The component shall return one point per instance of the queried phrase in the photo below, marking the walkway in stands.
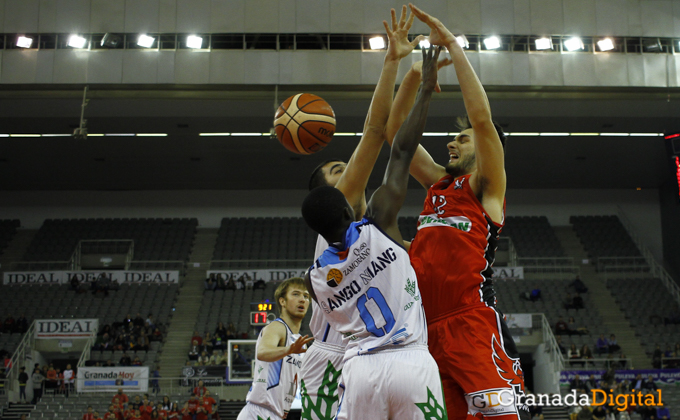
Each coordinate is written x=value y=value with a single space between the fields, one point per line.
x=188 y=304
x=614 y=319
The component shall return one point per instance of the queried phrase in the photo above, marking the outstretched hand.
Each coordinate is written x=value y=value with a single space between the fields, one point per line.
x=430 y=67
x=399 y=45
x=299 y=345
x=439 y=34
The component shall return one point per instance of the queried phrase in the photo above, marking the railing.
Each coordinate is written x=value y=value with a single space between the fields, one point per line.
x=599 y=363
x=268 y=263
x=656 y=269
x=18 y=359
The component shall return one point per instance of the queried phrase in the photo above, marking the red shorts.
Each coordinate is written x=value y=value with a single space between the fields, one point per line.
x=479 y=378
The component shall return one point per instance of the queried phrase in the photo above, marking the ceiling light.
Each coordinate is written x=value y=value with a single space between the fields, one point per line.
x=145 y=41
x=24 y=41
x=605 y=44
x=544 y=43
x=462 y=41
x=377 y=43
x=195 y=42
x=492 y=43
x=573 y=44
x=111 y=40
x=76 y=41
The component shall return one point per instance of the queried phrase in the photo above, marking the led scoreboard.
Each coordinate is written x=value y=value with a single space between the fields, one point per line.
x=261 y=313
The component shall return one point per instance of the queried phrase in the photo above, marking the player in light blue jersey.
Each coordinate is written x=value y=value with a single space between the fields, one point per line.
x=368 y=291
x=278 y=351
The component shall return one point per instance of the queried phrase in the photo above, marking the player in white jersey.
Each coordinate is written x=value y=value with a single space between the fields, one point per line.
x=278 y=356
x=322 y=365
x=368 y=291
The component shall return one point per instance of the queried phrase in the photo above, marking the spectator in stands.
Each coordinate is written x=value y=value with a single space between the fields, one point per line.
x=37 y=378
x=90 y=414
x=663 y=413
x=210 y=282
x=155 y=383
x=200 y=389
x=578 y=285
x=23 y=380
x=125 y=360
x=578 y=385
x=574 y=355
x=21 y=324
x=612 y=344
x=586 y=353
x=601 y=346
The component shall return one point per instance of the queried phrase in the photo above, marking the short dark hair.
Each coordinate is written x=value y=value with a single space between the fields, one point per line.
x=317 y=179
x=463 y=123
x=323 y=209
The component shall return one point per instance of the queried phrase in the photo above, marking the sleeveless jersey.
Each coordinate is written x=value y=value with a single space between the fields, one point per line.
x=321 y=329
x=275 y=383
x=454 y=249
x=368 y=291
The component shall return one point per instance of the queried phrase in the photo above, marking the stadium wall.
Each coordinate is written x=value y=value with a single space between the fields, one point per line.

What is needed
Rewrite every one of the lines above as a Markdown table with two columns, Row and Line text, giving each row a number and skipping any blank lines. Leave the pictures out of the table.

Solution
| Row | Line text |
|---|---|
| 1 | The component shall return one point per instance of the queried phrase in the photo below, marking the walkway in stands. |
| 2 | Each coordinate is written x=value y=value with a single space between the fields, one point per line. |
| 3 | x=188 y=304 |
| 4 | x=614 y=319 |
| 5 | The component shall return one point per instance of the queried phrase in the photo above, marking the outstretched hand. |
| 6 | Each coordinate is written x=value y=value with a single space between the fields, one point per line. |
| 7 | x=430 y=67 |
| 8 | x=399 y=45 |
| 9 | x=299 y=345 |
| 10 | x=439 y=34 |
| 11 | The component shall return one point per instance of the queried phrase in the photo above, marking the railing. |
| 12 | Each coordinate is written x=value y=value with a single space between the fields, one point per line. |
| 13 | x=599 y=363 |
| 14 | x=268 y=263 |
| 15 | x=656 y=269 |
| 16 | x=18 y=359 |
| 17 | The component shall return one point per instance of the queried phrase in the photo above, marking the red shorts. |
| 18 | Each coordinate is written x=value y=value with a single space between the fields, one point per line. |
| 19 | x=479 y=378 |
| 20 | The component shall return one point per instance of the queried phrase in the photo above, marking the ceiling light. |
| 21 | Each coordinate is written x=value y=value with a single space between the fields, one point per line. |
| 22 | x=145 y=41 |
| 23 | x=24 y=41 |
| 24 | x=605 y=44 |
| 25 | x=544 y=43 |
| 26 | x=462 y=41 |
| 27 | x=377 y=43 |
| 28 | x=195 y=42 |
| 29 | x=492 y=43 |
| 30 | x=573 y=44 |
| 31 | x=111 y=40 |
| 32 | x=76 y=41 |
| 33 | The component shall return one point per instance of the queried phrase in the photo above, marking the led scoreboard. |
| 34 | Each coordinate is written x=value y=value with a single space between the fields, one point per line. |
| 35 | x=261 y=313 |
| 36 | The component shall return one point per instance of the queried phrase in the photo above, marking the player in light blue jersey. |
| 37 | Each coordinate is written x=value y=value with a single space between the fields, one point per line. |
| 38 | x=368 y=291 |
| 39 | x=278 y=351 |
| 40 | The component shall return one point per instance of the queried phrase in the photo above, marking the player in white jersey. |
| 41 | Each coordinate is written x=value y=value with a single space between the fields, one point per line. |
| 42 | x=278 y=356 |
| 43 | x=322 y=365 |
| 44 | x=368 y=291 |
| 45 | The component shall return one point per instance of the queried phrase in the photo above, marking the spectator in stands. |
| 46 | Each coordinate is written x=value y=value with a single space between the fields, one point per line. |
| 47 | x=37 y=378 |
| 48 | x=90 y=414 |
| 49 | x=663 y=413 |
| 50 | x=210 y=282 |
| 51 | x=155 y=383 |
| 52 | x=200 y=389 |
| 53 | x=578 y=285 |
| 54 | x=23 y=380 |
| 55 | x=125 y=360 |
| 56 | x=578 y=385 |
| 57 | x=574 y=355 |
| 58 | x=21 y=324 |
| 59 | x=612 y=344 |
| 60 | x=586 y=353 |
| 61 | x=601 y=346 |
| 62 | The component shall return one point per instance of the queried phrase in the photo above, marking the short dark hair. |
| 63 | Each coordinate is written x=value y=value with a single space between the fields, one point per line. |
| 64 | x=317 y=179 |
| 65 | x=463 y=123 |
| 66 | x=323 y=209 |
| 67 | The component shall return one point per instance of the queried phrase in the photo above, marking the sleeveless jersey. |
| 68 | Each coordinate is written x=value y=value with a single space between the fields, one point per line. |
| 69 | x=321 y=329 |
| 70 | x=275 y=383 |
| 71 | x=454 y=249 |
| 72 | x=368 y=291 |
| 73 | The component shall return one point per instance of the queried phrase in the photo above, marking the stadium wall. |
| 74 | Each coordinate is written x=value y=value with a single space between the fields, one point per line. |